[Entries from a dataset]
==============================

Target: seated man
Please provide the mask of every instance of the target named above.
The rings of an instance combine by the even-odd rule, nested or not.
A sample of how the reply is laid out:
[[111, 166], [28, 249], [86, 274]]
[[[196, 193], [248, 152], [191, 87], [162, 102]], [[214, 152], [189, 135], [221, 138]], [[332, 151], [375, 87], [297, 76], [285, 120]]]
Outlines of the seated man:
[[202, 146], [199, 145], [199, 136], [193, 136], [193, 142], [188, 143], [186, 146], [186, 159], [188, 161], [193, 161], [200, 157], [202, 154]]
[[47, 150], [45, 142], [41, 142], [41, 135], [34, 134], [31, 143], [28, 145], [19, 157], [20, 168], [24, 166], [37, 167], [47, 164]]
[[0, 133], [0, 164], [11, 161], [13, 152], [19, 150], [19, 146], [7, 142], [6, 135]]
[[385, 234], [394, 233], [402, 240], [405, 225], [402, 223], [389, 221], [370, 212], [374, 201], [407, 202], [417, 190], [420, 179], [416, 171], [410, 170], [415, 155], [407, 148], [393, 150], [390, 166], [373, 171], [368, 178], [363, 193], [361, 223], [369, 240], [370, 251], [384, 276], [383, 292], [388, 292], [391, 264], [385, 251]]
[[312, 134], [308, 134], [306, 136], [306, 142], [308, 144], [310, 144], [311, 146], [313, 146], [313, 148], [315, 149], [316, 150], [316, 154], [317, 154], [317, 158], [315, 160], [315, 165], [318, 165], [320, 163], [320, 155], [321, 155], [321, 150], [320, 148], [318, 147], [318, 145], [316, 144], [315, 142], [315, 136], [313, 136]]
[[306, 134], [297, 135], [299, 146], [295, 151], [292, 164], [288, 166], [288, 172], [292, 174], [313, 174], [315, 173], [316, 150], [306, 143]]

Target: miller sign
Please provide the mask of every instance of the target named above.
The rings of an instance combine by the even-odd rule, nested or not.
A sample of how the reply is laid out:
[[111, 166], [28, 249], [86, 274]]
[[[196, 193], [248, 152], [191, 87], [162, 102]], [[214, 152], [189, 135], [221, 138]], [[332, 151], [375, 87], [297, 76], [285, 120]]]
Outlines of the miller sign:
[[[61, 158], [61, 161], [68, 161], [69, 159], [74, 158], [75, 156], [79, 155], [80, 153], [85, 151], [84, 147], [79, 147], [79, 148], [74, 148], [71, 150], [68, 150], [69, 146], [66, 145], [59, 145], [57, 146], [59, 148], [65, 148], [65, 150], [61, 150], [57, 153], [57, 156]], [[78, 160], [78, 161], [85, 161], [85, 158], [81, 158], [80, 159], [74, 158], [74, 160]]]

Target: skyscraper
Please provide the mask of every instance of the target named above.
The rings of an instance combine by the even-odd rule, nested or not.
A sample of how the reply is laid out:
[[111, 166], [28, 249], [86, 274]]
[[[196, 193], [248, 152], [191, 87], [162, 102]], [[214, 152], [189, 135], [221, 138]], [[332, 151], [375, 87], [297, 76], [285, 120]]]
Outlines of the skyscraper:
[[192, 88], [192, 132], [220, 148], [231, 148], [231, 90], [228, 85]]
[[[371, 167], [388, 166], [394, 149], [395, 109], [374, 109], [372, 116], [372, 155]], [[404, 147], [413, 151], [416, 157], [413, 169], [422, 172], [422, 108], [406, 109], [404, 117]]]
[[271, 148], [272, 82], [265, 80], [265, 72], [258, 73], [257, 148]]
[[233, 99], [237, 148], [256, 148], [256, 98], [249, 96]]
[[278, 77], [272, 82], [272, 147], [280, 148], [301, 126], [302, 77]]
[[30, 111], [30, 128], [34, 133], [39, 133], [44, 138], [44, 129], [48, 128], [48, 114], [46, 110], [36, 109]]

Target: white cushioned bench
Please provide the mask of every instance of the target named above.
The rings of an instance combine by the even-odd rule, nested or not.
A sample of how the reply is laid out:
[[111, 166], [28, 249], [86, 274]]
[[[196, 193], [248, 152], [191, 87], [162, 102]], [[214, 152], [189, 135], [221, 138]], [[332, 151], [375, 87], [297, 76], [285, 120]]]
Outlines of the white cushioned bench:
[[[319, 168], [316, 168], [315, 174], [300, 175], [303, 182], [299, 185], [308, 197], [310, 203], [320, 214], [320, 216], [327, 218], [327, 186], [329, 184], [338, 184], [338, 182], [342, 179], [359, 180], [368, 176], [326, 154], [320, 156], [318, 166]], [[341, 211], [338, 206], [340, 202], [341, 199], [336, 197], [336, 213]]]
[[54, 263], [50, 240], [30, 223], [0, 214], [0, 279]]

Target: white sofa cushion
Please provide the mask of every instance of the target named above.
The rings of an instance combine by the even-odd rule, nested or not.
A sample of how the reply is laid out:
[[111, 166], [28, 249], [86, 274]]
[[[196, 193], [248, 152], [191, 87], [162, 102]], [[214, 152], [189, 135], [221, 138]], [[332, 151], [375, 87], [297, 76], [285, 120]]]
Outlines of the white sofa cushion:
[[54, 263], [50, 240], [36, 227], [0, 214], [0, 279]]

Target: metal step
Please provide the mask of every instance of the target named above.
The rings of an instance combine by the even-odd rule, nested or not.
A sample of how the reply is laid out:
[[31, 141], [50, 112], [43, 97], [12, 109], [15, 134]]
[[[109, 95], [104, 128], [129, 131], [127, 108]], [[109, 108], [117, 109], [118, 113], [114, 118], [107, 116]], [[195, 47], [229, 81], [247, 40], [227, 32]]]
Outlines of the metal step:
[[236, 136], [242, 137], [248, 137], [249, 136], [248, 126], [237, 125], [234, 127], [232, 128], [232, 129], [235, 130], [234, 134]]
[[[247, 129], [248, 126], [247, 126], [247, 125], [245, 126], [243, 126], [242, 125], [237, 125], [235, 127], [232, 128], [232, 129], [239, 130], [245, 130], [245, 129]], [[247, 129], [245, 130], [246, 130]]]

==============================

Stated goal: Can you rewrite all of the data above so that each "mask" becomes "polygon mask", with nothing else changed?

Exercise response:
Target: seated man
Please provide the polygon mask of every instance of the target named above.
The rings of an instance combine by the even-odd rule, nested or not.
A sample of how the reply is laid out:
[[111, 166], [28, 249], [86, 274]]
[[[196, 193], [248, 152], [191, 87], [162, 102]], [[214, 152], [189, 135], [221, 138]], [[332, 151], [375, 87], [297, 76], [285, 120]]]
Outlines of the seated man:
[[202, 146], [199, 145], [199, 136], [193, 136], [193, 142], [188, 143], [186, 146], [186, 159], [188, 161], [193, 161], [200, 157], [202, 154]]
[[47, 150], [45, 142], [41, 142], [41, 135], [34, 134], [31, 143], [28, 145], [19, 157], [20, 168], [24, 166], [37, 167], [47, 164]]
[[0, 133], [0, 164], [11, 161], [13, 152], [19, 150], [19, 146], [7, 142], [6, 135]]
[[385, 234], [394, 233], [402, 240], [405, 225], [402, 223], [389, 221], [370, 212], [374, 201], [407, 202], [417, 190], [420, 179], [416, 171], [410, 170], [415, 155], [407, 148], [393, 150], [390, 166], [373, 171], [368, 178], [363, 193], [361, 223], [369, 240], [370, 251], [384, 276], [383, 292], [388, 292], [391, 264], [385, 251]]
[[312, 134], [308, 134], [306, 136], [306, 142], [308, 144], [310, 144], [311, 146], [313, 146], [313, 148], [315, 149], [316, 150], [316, 154], [317, 154], [317, 158], [315, 160], [315, 165], [318, 165], [320, 163], [320, 155], [321, 155], [321, 150], [320, 148], [318, 147], [318, 145], [316, 144], [315, 142], [315, 136], [313, 136]]
[[306, 134], [297, 135], [299, 146], [295, 151], [292, 164], [288, 166], [288, 172], [292, 174], [313, 174], [315, 173], [316, 150], [306, 143]]

Target: miller sign
Please provide the polygon mask of every instance of the target named above.
The rings of an instance combine by the even-odd rule, nested or not.
A sample of how the reply is laid out:
[[111, 166], [28, 249], [86, 274]]
[[[196, 193], [248, 152], [191, 87], [162, 102]], [[214, 152], [189, 135], [221, 138]], [[332, 151], [375, 87], [297, 76], [285, 120]]]
Outlines of the miller sign:
[[[61, 158], [61, 161], [68, 161], [69, 159], [74, 158], [75, 156], [79, 155], [80, 153], [85, 151], [84, 147], [79, 147], [79, 148], [74, 148], [71, 150], [68, 150], [69, 146], [66, 145], [59, 145], [57, 146], [59, 148], [65, 148], [65, 150], [61, 150], [57, 153], [57, 156]], [[78, 160], [78, 161], [85, 161], [85, 158], [81, 158], [80, 159], [74, 158], [74, 160]]]

Target: skyscraper
Please provide the polygon mask of every instance of the target named above.
The rings of an instance combine by the even-odd rule, nested or not.
A sample of how the reply is laid out:
[[111, 166], [28, 249], [86, 274]]
[[[196, 193], [248, 152], [191, 87], [162, 102]], [[214, 152], [189, 135], [221, 138]], [[332, 151], [375, 87], [297, 76], [285, 120]]]
Outlines of the skyscraper:
[[192, 88], [192, 132], [220, 148], [231, 148], [231, 90], [228, 85]]
[[[371, 167], [388, 166], [394, 149], [395, 109], [374, 109], [372, 116], [372, 155]], [[404, 147], [413, 151], [416, 157], [413, 169], [422, 172], [422, 108], [406, 109], [404, 117]]]
[[271, 148], [272, 82], [265, 80], [265, 72], [258, 73], [257, 148]]
[[233, 99], [237, 148], [256, 148], [256, 98], [249, 96]]
[[278, 77], [272, 82], [272, 147], [280, 148], [301, 126], [302, 77]]
[[30, 111], [30, 128], [34, 133], [39, 133], [44, 138], [44, 129], [48, 128], [48, 114], [46, 110], [36, 109]]

Target: white cushioned bench
Please provide the polygon mask of every instance of the target named above.
The rings of an instance combine by the even-odd rule, nested or not.
A sample of how the reply is laid out:
[[111, 166], [28, 249], [86, 274]]
[[[196, 193], [248, 152], [191, 87], [162, 102]], [[214, 152], [189, 135], [221, 138]], [[332, 151], [375, 87], [297, 76], [285, 120]]]
Outlines of the white cushioned bench:
[[[319, 168], [316, 168], [315, 174], [300, 175], [303, 182], [299, 185], [308, 197], [310, 203], [320, 214], [320, 216], [327, 218], [327, 186], [329, 184], [338, 184], [338, 182], [342, 179], [359, 180], [368, 176], [326, 154], [320, 156], [318, 166]], [[341, 211], [338, 206], [340, 202], [341, 199], [336, 197], [336, 213]]]
[[54, 263], [50, 240], [30, 223], [0, 214], [0, 279]]

Target: white sofa cushion
Please provide the polygon mask of every instance of the target named above.
The rings of an instance combine by the even-odd rule, nested or not.
A sample of how the reply is laid out:
[[111, 166], [28, 249], [86, 274]]
[[[196, 193], [248, 152], [191, 87], [162, 102]], [[214, 152], [189, 135], [221, 138]], [[332, 151], [375, 87], [297, 76], [285, 120]]]
Outlines of the white sofa cushion:
[[54, 263], [50, 240], [36, 227], [0, 214], [0, 279]]

Target: metal step
Please provide the polygon mask of every instance of the target named above.
The rings of an instance combine by the even-odd rule, nested or not.
A sample of how the reply is laid out:
[[31, 141], [50, 112], [43, 97], [12, 109], [15, 134]]
[[[109, 95], [104, 128], [129, 131], [127, 108]], [[109, 108], [117, 109], [118, 113], [114, 118], [107, 116]], [[195, 47], [229, 81], [247, 40], [227, 32]]]
Outlines of the metal step:
[[236, 136], [242, 137], [248, 137], [249, 136], [248, 126], [237, 125], [234, 127], [232, 128], [232, 129], [235, 130], [234, 134]]
[[[247, 129], [248, 126], [247, 126], [247, 125], [245, 126], [243, 126], [242, 125], [237, 125], [235, 127], [232, 128], [232, 129], [239, 130], [245, 130], [245, 129]], [[247, 129], [245, 130], [246, 130]]]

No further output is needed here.